-- start of Data --
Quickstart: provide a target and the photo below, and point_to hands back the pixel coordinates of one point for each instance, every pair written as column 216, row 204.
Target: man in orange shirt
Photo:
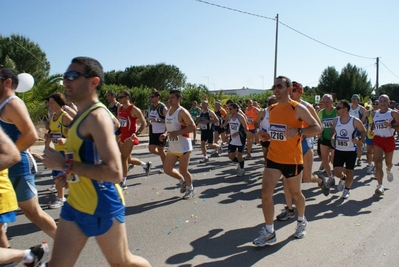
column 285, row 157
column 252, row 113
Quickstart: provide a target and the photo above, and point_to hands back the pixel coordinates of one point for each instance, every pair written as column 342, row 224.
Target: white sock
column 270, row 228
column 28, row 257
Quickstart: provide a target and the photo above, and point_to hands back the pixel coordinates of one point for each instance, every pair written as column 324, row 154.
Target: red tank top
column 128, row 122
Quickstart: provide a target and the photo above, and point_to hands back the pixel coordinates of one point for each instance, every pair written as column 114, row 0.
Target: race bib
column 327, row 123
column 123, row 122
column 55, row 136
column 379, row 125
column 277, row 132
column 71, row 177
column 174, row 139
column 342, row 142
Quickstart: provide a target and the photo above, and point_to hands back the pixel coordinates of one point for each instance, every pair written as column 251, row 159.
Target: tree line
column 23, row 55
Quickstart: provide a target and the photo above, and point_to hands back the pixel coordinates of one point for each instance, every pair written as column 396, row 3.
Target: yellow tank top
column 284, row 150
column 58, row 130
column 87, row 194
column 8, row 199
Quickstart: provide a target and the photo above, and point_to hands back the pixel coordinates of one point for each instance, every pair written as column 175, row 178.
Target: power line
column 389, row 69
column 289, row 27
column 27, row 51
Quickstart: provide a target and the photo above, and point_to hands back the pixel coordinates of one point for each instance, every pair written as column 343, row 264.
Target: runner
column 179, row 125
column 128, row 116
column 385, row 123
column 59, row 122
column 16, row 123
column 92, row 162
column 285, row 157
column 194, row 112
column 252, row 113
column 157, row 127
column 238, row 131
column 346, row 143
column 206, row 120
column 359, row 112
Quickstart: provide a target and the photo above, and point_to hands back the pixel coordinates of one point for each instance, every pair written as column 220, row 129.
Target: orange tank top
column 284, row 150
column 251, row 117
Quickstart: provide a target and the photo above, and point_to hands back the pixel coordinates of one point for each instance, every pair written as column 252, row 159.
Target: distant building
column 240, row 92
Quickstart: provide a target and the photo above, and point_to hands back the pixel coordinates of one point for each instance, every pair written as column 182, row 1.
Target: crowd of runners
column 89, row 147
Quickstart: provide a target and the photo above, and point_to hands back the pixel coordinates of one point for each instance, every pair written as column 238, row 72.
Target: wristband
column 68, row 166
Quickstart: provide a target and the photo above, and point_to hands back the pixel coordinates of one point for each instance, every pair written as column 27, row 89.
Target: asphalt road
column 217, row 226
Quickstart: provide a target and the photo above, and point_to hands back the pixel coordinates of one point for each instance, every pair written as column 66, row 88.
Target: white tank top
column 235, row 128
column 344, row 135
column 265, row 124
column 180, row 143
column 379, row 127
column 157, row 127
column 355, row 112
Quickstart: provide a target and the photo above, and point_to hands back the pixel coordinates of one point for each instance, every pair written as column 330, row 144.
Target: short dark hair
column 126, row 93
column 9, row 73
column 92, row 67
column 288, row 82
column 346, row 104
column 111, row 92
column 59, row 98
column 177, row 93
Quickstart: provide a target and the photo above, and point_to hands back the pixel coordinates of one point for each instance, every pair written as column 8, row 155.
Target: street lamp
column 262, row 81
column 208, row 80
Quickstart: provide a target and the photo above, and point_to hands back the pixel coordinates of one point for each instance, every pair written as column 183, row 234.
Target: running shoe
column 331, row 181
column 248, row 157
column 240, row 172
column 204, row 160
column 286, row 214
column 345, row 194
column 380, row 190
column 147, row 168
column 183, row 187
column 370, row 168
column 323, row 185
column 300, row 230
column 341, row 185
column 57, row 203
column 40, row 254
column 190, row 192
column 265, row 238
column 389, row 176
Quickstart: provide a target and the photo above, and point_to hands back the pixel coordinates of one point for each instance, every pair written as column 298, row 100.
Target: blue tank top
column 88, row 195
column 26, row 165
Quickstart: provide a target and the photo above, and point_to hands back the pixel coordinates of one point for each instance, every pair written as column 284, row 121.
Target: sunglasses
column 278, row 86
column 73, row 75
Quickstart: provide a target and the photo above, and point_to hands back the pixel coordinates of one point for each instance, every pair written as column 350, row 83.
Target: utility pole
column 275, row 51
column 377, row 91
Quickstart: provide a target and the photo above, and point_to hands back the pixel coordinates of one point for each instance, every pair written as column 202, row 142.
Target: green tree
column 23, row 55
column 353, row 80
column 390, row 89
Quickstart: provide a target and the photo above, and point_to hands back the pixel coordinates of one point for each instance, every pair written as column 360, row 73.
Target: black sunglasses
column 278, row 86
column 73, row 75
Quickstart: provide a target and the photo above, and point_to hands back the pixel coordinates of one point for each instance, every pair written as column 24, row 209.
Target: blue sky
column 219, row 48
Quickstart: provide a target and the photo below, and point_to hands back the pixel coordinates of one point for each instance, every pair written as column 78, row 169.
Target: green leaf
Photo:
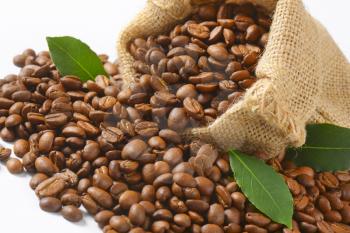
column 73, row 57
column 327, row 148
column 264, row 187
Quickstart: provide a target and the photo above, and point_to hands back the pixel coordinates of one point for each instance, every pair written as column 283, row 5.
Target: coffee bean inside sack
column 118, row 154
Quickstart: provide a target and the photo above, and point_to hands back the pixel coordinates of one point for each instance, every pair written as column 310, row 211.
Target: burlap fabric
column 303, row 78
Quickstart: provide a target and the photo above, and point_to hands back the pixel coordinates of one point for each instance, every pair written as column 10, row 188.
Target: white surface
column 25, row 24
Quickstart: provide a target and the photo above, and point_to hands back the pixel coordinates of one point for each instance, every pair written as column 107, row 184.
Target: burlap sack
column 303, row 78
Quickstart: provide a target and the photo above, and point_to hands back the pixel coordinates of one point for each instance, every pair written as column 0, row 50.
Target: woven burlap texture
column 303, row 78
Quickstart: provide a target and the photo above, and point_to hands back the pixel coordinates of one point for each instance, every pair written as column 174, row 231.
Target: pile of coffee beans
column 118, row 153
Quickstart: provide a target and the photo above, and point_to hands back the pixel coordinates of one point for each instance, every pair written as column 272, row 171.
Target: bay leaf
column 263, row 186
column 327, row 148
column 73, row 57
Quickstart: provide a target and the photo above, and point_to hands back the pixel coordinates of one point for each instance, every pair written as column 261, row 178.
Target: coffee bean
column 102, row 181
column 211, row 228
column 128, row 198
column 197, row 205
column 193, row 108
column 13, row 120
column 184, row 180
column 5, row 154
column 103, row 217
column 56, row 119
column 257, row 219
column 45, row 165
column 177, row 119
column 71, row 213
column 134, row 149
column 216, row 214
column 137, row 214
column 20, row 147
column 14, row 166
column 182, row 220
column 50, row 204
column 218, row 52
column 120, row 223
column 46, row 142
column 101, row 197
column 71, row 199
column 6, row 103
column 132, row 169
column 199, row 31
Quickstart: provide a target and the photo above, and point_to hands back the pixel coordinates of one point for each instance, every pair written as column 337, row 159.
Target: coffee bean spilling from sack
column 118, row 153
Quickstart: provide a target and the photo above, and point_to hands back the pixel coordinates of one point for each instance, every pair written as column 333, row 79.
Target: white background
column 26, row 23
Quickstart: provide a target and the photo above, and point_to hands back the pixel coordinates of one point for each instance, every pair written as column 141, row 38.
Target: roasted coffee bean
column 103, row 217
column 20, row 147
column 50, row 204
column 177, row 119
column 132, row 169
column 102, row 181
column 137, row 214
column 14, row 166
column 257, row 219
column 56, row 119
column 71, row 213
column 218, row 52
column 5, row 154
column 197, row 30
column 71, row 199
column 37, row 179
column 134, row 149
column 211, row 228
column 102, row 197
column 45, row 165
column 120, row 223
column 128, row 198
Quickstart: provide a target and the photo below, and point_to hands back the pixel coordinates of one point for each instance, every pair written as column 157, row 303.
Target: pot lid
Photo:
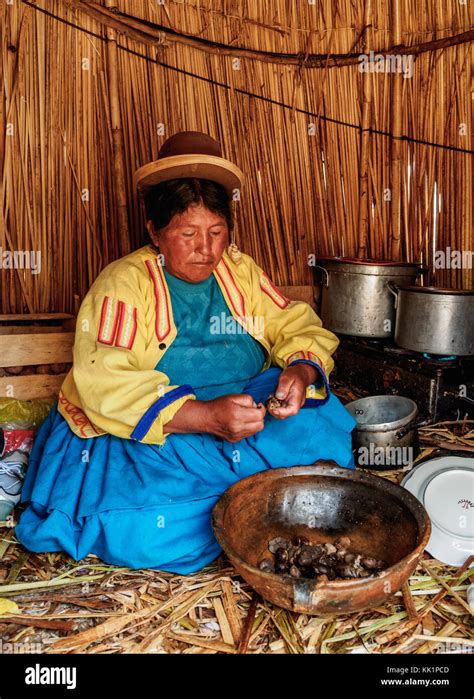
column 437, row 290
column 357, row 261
-- end of Data --
-- start of Data --
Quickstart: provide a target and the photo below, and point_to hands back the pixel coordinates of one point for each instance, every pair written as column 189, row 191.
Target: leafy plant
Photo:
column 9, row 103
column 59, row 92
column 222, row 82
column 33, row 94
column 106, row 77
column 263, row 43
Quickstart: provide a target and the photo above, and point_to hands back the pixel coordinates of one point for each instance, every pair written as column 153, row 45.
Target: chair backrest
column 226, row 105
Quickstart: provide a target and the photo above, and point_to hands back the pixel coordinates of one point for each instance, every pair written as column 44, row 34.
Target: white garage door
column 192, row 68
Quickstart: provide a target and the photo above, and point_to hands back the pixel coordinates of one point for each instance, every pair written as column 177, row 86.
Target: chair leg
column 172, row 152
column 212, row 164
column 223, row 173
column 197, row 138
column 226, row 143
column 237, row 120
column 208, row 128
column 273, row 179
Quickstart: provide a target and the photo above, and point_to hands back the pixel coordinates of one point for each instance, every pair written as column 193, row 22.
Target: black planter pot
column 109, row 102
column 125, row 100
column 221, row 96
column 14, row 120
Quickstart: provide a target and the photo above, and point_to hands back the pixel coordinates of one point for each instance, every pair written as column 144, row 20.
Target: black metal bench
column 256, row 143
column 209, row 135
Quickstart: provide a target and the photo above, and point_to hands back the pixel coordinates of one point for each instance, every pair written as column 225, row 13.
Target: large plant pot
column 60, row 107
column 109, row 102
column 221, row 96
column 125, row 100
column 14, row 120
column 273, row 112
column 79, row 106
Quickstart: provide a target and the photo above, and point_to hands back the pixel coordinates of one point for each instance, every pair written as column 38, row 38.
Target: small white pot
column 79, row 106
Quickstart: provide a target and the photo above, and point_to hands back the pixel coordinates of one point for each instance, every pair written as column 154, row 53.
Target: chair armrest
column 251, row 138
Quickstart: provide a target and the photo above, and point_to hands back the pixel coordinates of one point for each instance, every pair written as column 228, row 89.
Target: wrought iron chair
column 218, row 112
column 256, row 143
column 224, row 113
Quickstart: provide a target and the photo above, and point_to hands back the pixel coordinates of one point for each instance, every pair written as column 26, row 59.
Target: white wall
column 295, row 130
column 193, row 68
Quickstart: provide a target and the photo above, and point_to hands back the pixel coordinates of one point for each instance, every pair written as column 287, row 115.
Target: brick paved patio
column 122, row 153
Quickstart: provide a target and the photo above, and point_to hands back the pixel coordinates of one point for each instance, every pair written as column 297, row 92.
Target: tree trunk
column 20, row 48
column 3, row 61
-- end of Data --
-- start of Data --
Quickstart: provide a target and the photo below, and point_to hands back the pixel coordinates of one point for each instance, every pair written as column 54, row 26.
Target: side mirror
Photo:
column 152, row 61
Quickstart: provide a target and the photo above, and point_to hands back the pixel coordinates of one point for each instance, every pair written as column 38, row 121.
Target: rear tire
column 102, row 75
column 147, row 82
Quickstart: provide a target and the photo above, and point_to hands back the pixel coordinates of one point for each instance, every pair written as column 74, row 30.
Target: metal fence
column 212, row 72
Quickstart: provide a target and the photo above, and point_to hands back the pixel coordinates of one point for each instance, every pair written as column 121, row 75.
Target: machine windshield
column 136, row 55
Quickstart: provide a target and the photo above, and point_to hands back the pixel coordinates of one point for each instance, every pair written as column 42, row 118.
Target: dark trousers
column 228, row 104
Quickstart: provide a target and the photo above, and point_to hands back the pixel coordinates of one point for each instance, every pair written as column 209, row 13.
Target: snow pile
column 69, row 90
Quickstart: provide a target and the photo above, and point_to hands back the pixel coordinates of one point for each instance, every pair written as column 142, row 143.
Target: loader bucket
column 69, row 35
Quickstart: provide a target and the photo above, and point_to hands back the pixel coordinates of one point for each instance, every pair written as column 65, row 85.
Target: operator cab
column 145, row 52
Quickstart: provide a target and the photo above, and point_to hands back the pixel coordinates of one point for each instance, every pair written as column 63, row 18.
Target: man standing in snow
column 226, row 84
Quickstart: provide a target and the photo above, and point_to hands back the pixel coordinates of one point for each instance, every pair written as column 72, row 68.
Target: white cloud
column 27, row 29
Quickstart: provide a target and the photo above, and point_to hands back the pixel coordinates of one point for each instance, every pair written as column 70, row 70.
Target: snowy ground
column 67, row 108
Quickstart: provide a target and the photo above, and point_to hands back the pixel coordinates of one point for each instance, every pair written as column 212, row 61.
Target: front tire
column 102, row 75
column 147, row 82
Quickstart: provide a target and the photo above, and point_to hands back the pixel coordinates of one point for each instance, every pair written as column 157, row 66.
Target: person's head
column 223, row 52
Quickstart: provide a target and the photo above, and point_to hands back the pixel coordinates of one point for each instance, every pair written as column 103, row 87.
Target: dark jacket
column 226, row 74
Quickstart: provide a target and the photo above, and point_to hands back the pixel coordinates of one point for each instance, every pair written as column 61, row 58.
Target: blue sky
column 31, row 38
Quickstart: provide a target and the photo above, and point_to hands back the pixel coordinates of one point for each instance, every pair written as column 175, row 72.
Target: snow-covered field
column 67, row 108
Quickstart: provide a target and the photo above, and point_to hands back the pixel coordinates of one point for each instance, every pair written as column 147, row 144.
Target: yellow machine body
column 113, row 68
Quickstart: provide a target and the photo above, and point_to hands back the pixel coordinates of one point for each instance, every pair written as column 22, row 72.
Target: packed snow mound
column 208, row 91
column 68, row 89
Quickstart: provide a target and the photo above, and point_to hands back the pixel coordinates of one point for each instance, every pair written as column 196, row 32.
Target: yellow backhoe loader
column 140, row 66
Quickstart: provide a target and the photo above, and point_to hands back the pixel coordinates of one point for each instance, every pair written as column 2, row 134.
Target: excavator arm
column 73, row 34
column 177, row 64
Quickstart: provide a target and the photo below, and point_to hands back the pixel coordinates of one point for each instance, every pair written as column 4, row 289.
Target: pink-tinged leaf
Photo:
-- end of Data --
### Goal of the exercise:
Return every line of the data above that holds the word "pile".

### Solution below:
Target: pile of coffee beans
Target: snow pile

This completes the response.